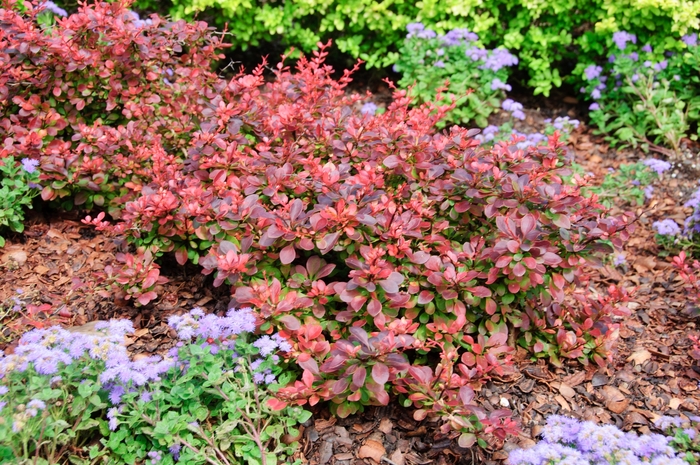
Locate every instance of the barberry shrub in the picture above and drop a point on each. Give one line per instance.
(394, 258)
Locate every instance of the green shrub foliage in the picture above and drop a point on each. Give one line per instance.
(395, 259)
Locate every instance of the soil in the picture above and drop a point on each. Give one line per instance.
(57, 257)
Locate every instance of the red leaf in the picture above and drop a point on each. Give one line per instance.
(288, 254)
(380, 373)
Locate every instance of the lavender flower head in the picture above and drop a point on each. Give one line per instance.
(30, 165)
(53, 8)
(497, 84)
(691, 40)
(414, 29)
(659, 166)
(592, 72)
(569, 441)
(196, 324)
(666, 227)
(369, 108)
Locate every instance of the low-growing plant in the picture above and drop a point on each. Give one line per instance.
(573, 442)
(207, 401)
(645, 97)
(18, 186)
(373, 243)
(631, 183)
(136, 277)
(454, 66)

==================================================

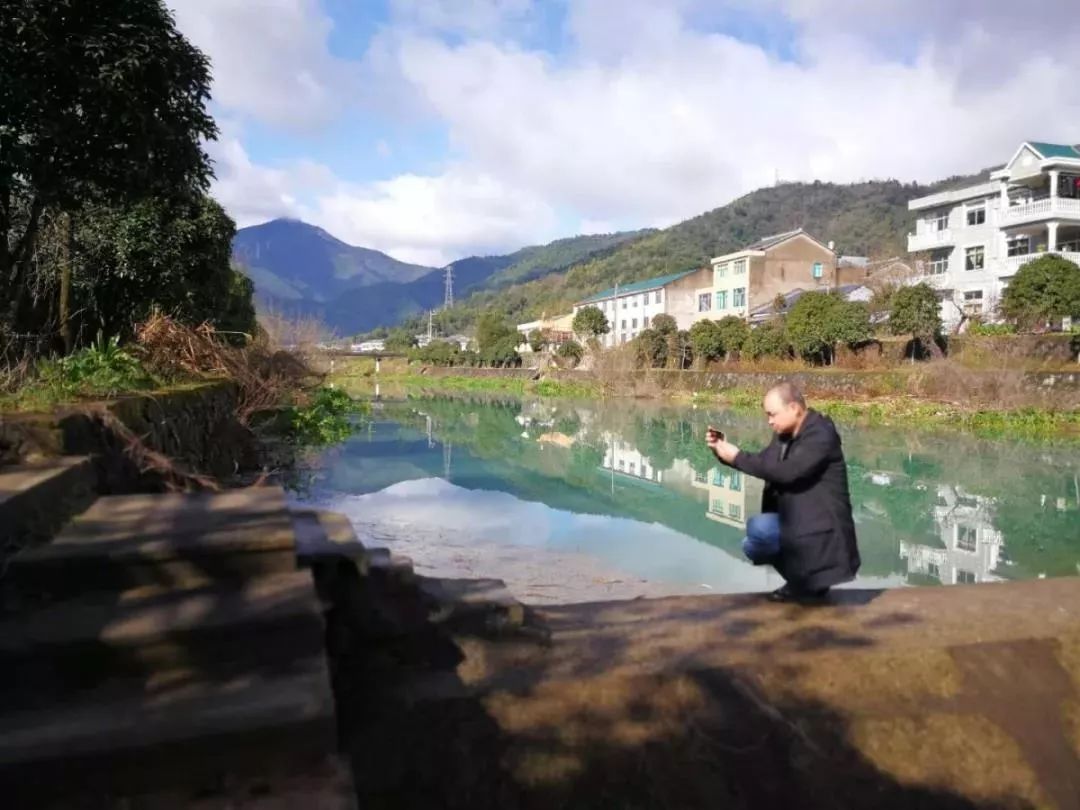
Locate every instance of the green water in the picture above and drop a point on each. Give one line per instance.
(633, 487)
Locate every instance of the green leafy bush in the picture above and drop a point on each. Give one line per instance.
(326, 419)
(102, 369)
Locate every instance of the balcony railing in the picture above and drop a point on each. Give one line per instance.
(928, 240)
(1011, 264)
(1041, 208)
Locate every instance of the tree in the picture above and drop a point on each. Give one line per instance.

==================================================

■ **Written problem**: Reproduce the entries word for word, starting with the line containing "Locate every instance of the green water" and ending with the line containing "Locate every instance of the tree", both of those lines included.

■ **Output of the task**:
Locate every instance of the green water in the picture above and drop a point on each. Give one line per instance.
(633, 487)
Locate every instance of the green leafy bush in the picture above and drop a point on each. Give one line per instance.
(326, 419)
(102, 369)
Locate every instance of the balcony railing in the picture above and drop a point on each. Give one line per instance.
(928, 240)
(1011, 264)
(1041, 208)
Locate every instance of the tree in the picture above and drop a point on each. Give one line per instance.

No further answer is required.